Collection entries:
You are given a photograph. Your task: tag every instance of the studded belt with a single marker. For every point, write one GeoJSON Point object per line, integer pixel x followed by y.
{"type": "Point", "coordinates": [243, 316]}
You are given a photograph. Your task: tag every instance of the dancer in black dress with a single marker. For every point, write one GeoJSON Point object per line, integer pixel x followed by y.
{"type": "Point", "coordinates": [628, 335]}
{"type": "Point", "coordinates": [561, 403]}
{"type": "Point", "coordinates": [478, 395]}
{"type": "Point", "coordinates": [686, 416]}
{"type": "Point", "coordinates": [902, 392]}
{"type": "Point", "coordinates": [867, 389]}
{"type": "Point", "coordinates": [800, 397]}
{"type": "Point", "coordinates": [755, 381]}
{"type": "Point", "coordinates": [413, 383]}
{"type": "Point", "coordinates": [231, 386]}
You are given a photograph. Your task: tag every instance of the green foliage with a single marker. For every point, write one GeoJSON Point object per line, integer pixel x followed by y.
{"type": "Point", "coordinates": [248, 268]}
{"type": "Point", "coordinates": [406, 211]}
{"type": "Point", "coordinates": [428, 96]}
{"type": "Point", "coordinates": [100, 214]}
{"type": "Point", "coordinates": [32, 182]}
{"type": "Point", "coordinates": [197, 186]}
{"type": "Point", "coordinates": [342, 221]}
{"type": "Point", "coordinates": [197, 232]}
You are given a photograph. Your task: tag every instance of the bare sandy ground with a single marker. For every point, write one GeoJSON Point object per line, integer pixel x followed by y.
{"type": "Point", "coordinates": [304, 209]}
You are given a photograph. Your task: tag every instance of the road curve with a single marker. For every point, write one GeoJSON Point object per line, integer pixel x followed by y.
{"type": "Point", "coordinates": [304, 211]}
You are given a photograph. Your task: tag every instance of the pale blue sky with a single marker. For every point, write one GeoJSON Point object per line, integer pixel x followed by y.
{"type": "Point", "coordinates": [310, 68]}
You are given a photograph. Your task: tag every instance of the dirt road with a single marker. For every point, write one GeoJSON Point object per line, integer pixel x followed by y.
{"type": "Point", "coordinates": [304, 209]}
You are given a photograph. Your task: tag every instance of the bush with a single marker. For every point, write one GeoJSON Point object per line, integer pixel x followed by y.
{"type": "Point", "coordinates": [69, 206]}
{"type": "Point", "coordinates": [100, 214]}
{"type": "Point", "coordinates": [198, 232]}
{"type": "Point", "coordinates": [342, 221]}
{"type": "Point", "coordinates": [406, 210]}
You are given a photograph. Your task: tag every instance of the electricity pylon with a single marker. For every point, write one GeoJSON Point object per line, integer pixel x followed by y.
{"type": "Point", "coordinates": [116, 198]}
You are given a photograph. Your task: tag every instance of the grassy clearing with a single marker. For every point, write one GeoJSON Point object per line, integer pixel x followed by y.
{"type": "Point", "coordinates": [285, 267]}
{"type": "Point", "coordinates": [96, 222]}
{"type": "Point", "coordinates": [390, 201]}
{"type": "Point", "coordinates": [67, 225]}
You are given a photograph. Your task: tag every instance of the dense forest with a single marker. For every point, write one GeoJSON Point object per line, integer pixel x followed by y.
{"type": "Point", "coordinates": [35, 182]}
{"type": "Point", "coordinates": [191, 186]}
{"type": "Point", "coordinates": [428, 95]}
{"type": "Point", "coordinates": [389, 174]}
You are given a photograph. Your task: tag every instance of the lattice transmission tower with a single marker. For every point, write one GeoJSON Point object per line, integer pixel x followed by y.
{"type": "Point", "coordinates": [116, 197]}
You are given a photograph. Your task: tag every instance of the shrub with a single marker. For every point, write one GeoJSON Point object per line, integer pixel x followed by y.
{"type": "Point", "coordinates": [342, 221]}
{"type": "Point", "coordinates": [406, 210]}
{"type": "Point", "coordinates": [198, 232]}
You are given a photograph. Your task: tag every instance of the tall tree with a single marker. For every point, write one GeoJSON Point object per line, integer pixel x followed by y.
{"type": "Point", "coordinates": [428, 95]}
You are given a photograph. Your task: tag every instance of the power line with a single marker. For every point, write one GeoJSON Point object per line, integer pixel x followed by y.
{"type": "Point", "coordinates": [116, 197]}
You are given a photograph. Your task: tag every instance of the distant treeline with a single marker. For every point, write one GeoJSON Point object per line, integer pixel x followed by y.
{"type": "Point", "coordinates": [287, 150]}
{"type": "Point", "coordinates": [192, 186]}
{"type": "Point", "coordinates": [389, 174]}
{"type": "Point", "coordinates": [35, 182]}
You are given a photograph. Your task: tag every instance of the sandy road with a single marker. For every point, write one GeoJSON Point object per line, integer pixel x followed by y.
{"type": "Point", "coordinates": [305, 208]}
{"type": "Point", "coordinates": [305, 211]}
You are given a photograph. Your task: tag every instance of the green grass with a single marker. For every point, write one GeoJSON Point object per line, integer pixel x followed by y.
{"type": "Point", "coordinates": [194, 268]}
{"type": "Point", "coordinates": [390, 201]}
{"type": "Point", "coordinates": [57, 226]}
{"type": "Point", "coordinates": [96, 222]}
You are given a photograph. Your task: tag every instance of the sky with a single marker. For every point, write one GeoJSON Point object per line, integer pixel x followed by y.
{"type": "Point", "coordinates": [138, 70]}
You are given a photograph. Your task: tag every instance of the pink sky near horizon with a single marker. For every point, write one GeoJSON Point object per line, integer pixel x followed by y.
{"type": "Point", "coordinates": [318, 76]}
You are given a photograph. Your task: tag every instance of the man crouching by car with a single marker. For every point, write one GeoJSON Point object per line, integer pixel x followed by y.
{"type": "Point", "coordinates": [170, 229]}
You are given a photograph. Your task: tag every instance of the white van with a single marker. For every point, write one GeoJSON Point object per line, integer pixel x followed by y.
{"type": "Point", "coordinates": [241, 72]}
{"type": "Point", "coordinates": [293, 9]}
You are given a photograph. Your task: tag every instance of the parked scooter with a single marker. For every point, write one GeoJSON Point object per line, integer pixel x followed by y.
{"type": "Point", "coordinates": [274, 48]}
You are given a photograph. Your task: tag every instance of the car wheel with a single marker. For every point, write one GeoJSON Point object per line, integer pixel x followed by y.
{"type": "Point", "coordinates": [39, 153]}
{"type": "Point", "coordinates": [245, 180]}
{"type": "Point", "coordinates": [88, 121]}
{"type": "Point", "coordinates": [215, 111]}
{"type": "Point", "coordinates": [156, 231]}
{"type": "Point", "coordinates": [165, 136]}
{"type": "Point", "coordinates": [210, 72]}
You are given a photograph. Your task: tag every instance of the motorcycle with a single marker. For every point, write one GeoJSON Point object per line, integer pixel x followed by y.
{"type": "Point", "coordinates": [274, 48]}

CHALLENGE: All of the entries must be written out exactly as they stand.

EXERCISE RESULT:
You are given a photograph. Your task: tag every instance of the studded belt with a single marker. For every point, write one GeoJSON Point object per line, integer pixel x followed by y.
{"type": "Point", "coordinates": [243, 316]}
You are given a photograph. Your task: tag every instance of the dancer in black dress with a single marker. For every point, write one GeoJSON Point object per line, integer pixel x followed by y.
{"type": "Point", "coordinates": [628, 335]}
{"type": "Point", "coordinates": [561, 403]}
{"type": "Point", "coordinates": [478, 395]}
{"type": "Point", "coordinates": [686, 416]}
{"type": "Point", "coordinates": [902, 392]}
{"type": "Point", "coordinates": [867, 389]}
{"type": "Point", "coordinates": [800, 397]}
{"type": "Point", "coordinates": [755, 381]}
{"type": "Point", "coordinates": [413, 383]}
{"type": "Point", "coordinates": [231, 386]}
You are given a photograph. Your task: tag every instance of the green foliage with a single marker. For every point, write one GeoJSON Point object per line, integer pixel x followed by y.
{"type": "Point", "coordinates": [248, 268]}
{"type": "Point", "coordinates": [406, 211]}
{"type": "Point", "coordinates": [428, 96]}
{"type": "Point", "coordinates": [100, 214]}
{"type": "Point", "coordinates": [32, 182]}
{"type": "Point", "coordinates": [197, 186]}
{"type": "Point", "coordinates": [342, 221]}
{"type": "Point", "coordinates": [197, 232]}
You are given a photograph. Your task: tag every instance of the bare sandy ground with a single marker. For every point, write one GeoJSON Point object per line, integer pixel x followed by y.
{"type": "Point", "coordinates": [304, 209]}
You are given a photograph. Your task: tag every instance of the road curve with a single marker. For every point, write one GeoJSON Point object per line, integer pixel x followed by y.
{"type": "Point", "coordinates": [304, 211]}
You are given a photograph. Your task: tag every instance of the pale blue sky with a single marker. For every point, write one GeoJSON Point object per line, integer pixel x followed by y.
{"type": "Point", "coordinates": [310, 68]}
You are given a photograph. Your task: tag every instance of the dirt road with a single marker. For every point, write one GeoJSON Point object per line, integer pixel x followed by y.
{"type": "Point", "coordinates": [304, 209]}
You are given a photograph. Your task: tag every instance of the bush with a single marker. For every point, write one GeoJSON Point object per line, integer pixel x followed by y.
{"type": "Point", "coordinates": [69, 206]}
{"type": "Point", "coordinates": [100, 214]}
{"type": "Point", "coordinates": [198, 232]}
{"type": "Point", "coordinates": [342, 221]}
{"type": "Point", "coordinates": [406, 210]}
You are given a photograph. Your task: tag every instance of the electricity pylon with a single marker. For every point, write one GeoJSON Point object per line, integer pixel x followed by y.
{"type": "Point", "coordinates": [116, 198]}
You are given a photograph. Your task: tag every instance of the grassy clearing with a single marker. For every point, write one GeoJSON Point object per line, integer pixel x followed by y.
{"type": "Point", "coordinates": [285, 267]}
{"type": "Point", "coordinates": [96, 222]}
{"type": "Point", "coordinates": [390, 201]}
{"type": "Point", "coordinates": [67, 225]}
You are given a photograph. Your task: tag every instance of the dense forest with a single marker. For every point, write one GeoJSON Point object per line, integer pixel x followed by y.
{"type": "Point", "coordinates": [35, 182]}
{"type": "Point", "coordinates": [191, 186]}
{"type": "Point", "coordinates": [428, 95]}
{"type": "Point", "coordinates": [389, 174]}
You are given a photograph. Your task: tag every instance of the lattice transmission tower with a single marker. For every point, write one GeoJSON Point object per line, integer pixel x followed by y.
{"type": "Point", "coordinates": [116, 197]}
You are given a photograph. Your task: tag every instance of the shrub with a single marker. For every point, write one GeoJSON Point object per line, integer pixel x followed by y.
{"type": "Point", "coordinates": [342, 221]}
{"type": "Point", "coordinates": [406, 210]}
{"type": "Point", "coordinates": [198, 232]}
You are given a photograph. Your task: tag every instance of the tall tree with a single marker. For every point, write one GeoJSON Point object per line, integer pixel x followed by y.
{"type": "Point", "coordinates": [428, 95]}
You are given a photograph. Your task: tag every instance of the power line with a single marker. For every point, write one GeoJSON Point object per line, integer pixel x followed by y.
{"type": "Point", "coordinates": [116, 197]}
You are given a photograph. Your task: tag every instance of the distant treeline with a single marker. For every point, write one GeoJSON Point object per line, integer pixel x followed by y.
{"type": "Point", "coordinates": [287, 150]}
{"type": "Point", "coordinates": [192, 186]}
{"type": "Point", "coordinates": [389, 174]}
{"type": "Point", "coordinates": [35, 182]}
You are given a photograph. Your task: tag every instance of the sandy road with a single marker. For every point, write one GeoJSON Point object per line, integer pixel x followed by y.
{"type": "Point", "coordinates": [305, 208]}
{"type": "Point", "coordinates": [305, 211]}
You are given a photograph. Your task: tag every instance of the green grass with a single marker. For every point, write one GeoJSON Point object per line, integer pixel x followed by y.
{"type": "Point", "coordinates": [194, 268]}
{"type": "Point", "coordinates": [390, 201]}
{"type": "Point", "coordinates": [57, 226]}
{"type": "Point", "coordinates": [96, 222]}
You are given a photograph. Your task: tag every instance of the sky with a single marker. For every point, write one GeoJSON Point object per line, integer pixel x followed by y.
{"type": "Point", "coordinates": [138, 70]}
You are given a photograph. Your task: tag every instance of the pink sky near horizon with a single marker. For every point, write one GeoJSON Point object per line, integer pixel x followed by y.
{"type": "Point", "coordinates": [318, 76]}
You are given a photograph. Your task: tag every instance of the man crouching by car with a single marker. For every point, write one GeoJSON Point object per line, integer pixel x followed by y.
{"type": "Point", "coordinates": [170, 229]}
You are given a photograph. Your task: tag every instance of the white van with a single marker. For every point, write one GeoJSON Point object per line, integer pixel x followed by y.
{"type": "Point", "coordinates": [241, 72]}
{"type": "Point", "coordinates": [293, 9]}
You are given a photograph. Your task: tag every instance of the parked scooter with a single marker. For every point, write one GeoJSON Point object per line, integer pixel x followed by y.
{"type": "Point", "coordinates": [274, 48]}
You are given a photograph. Your task: tag every instance of the car wheel with a single marker. For every point, write one GeoJSON Point object per line, integer pixel x followed by y.
{"type": "Point", "coordinates": [39, 153]}
{"type": "Point", "coordinates": [245, 180]}
{"type": "Point", "coordinates": [88, 121]}
{"type": "Point", "coordinates": [215, 111]}
{"type": "Point", "coordinates": [156, 231]}
{"type": "Point", "coordinates": [165, 136]}
{"type": "Point", "coordinates": [210, 72]}
You are given a photograph. Your task: tag every instance of the motorcycle with a single marker. For every point, write one GeoJSON Point object per line, integer pixel x followed by y.
{"type": "Point", "coordinates": [274, 48]}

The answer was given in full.